What this exercise asks →
a – In the column about the cable repair ordeal, what did the writer ask the man behind the counter to do?
b – Do these statements agree with the column about the cable repair ordeal? (i) The repair guy found the connector he wanted in the box he dumped onto the desk. (ii) The writer went to a dusty shop in the middle of town. (iii) The connectors spilled onto the desk when the bag was opened. For each, answer yes or no and quote the deciding words.
c – Pick up the column about the cable repair ordeal where it stops and keep it going.

Text under study →
((

In the good old days (I mean the middle ages -- old but maybe on second thought not so good) they used ordeals as a way of meting out justice. Ordeal by water and fire and battle. Nowadays trials are more like ordeal by money, but don't let's get started there, for my topic today is not criminal justice but computer repair. And competence. Last week I underwent a searching and painful ordeal indeed, as I tried to get a length of ethernet cable repaired. My regular computer place was closed for Spock's birthday or an anti-virus convention or something, so I went to a dusty shop in the middle of town. "Just stick a connector on the end," I said to the guy behind the counter. "The old one has come off." I didn't have much time because ... well, it's a long story but the key parts are train schedule, daughter, and hair appointment, but this repair guy looked perfect -- a geek from central casting. Soft teenaged body, style-less clothes, thick glasses, pimples. In fact he looked like the guys in my regular place. Would he know about Spock's birthday? You bet.
So I was confident as he went behind the desk and began hunting through a tool kit for the correct size of connector. Seemed to be taking him a while. Finally he dumped the whole box onto the desk, and picked through the bits and pieces of junk for the two-cent plastic connector he wanted. Couldn't find one. "I was sure I had one here," he muttered.
Tick tick tick. My confidence was ebbing.
"Oh, I remember now," he said. "I used it yesterday."
"Uh huh," I said, not to encourage him.
"Have to get a new one," he said.
"Uh huh."
So he went to the wall display, and took down a bag of connectors. As he opened it, they spilled onto the desk, and he collected every one of them individually, put them back in the ripped bag, taped it shut, and put it in his tool kit. His fingers moved slowly and awkwardly. My confidence was ebbing at a Bay-of-Funday pace. By now my regular guys would have fixed the connector, waved away my attempt to pay the three dollars, and sent me home, all while de-gutting three other machines, inhaling a sleeve of cookies and kibbitzing each other about various characters in World Of Warcraft.
I love those guys.
This guy moved ... well ... slower. He stripped the end of the cable ... spread the wires ... counted them aloud by colour and type ... tried to fit the connector on ... failed ... spread the eight wires again ... recounted them ... fit the connector on ... then wondered if his configuration of the wires at this end matched the configuration at the other.

))

Information shown →

((

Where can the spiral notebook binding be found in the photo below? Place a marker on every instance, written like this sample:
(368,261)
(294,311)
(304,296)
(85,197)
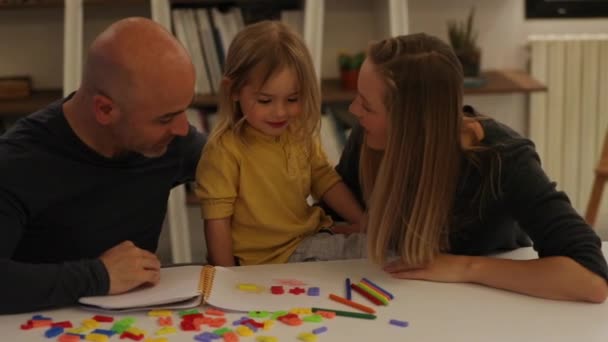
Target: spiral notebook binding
(205,285)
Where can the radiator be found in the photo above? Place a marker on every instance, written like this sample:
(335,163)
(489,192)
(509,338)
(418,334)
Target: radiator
(568,122)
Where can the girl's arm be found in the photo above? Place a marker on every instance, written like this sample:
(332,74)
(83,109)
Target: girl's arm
(219,242)
(342,201)
(552,277)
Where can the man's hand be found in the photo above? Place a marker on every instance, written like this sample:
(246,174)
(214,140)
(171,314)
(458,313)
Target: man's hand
(129,267)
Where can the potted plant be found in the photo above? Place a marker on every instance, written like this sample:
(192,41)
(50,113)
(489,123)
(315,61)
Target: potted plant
(463,39)
(349,69)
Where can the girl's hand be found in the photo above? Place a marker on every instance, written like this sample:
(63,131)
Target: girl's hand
(444,268)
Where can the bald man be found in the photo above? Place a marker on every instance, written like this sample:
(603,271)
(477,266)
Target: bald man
(84,182)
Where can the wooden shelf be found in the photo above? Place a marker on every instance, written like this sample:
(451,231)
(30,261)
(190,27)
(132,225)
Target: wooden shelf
(14,4)
(497,82)
(38,100)
(506,81)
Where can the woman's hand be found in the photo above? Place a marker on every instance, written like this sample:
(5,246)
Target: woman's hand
(444,268)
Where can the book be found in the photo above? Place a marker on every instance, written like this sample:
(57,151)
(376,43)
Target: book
(232,289)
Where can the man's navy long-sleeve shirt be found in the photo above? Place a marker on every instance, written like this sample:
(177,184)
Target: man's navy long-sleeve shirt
(62,205)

))

Answers by item →
a – To stick a connector on the end of the ethernet cable, because the old one had come off.

b –
(i) No: "Couldn't find one."
(ii) Yes: "so I went to a dusty shop in the middle of town."
(iii) Yes: "As he opened it, they spilled onto the desk"

c –
"I'll just take it," I said, but he wouldn't let me. With painful deliberation he took the connector off the other end of the cable, spread the wires. "See here," he said with satisfaction. "These wires are in different sequence. I'll have to fit another connector here." He opened the tool kit and began to hunt for the bag of connectors with the Scotch tape around it.
I'm not going to replay my ordeal by incompetence because it would take too long and make me seem kind of mean. (At one point he had a friend of his going through his truck to hunt for a nine-volt battery so that he could replace the battery in the tester he was plugging my cable into to see if his repair had been successful. By now I had my head on the desk.) What I want to come back to is how much we love competence. There is something really cool about a job well done. The cabbie that knows his side streets. The electrician who fishes the wire through on the first try. The busy restaurant where the staff hustle around with armfuls of plates which always make it to the right tables. I hate standing in line at the suypermarket, but if the cashier is whizzing up and down her machine, rolling the items through and bagging tight, the time passes faster.
(To finish my computer story, my daughter walked to the train station in the rain, ruining her hair. That's not her up above, but it gives an idea. She was, um, slightly more upset than the model in the picture. Oh, and my regular computer guys informed me that fifty feet of ethernet cable cost 10.00. "Cheaper to buy new than to repair," they said. I sighed.)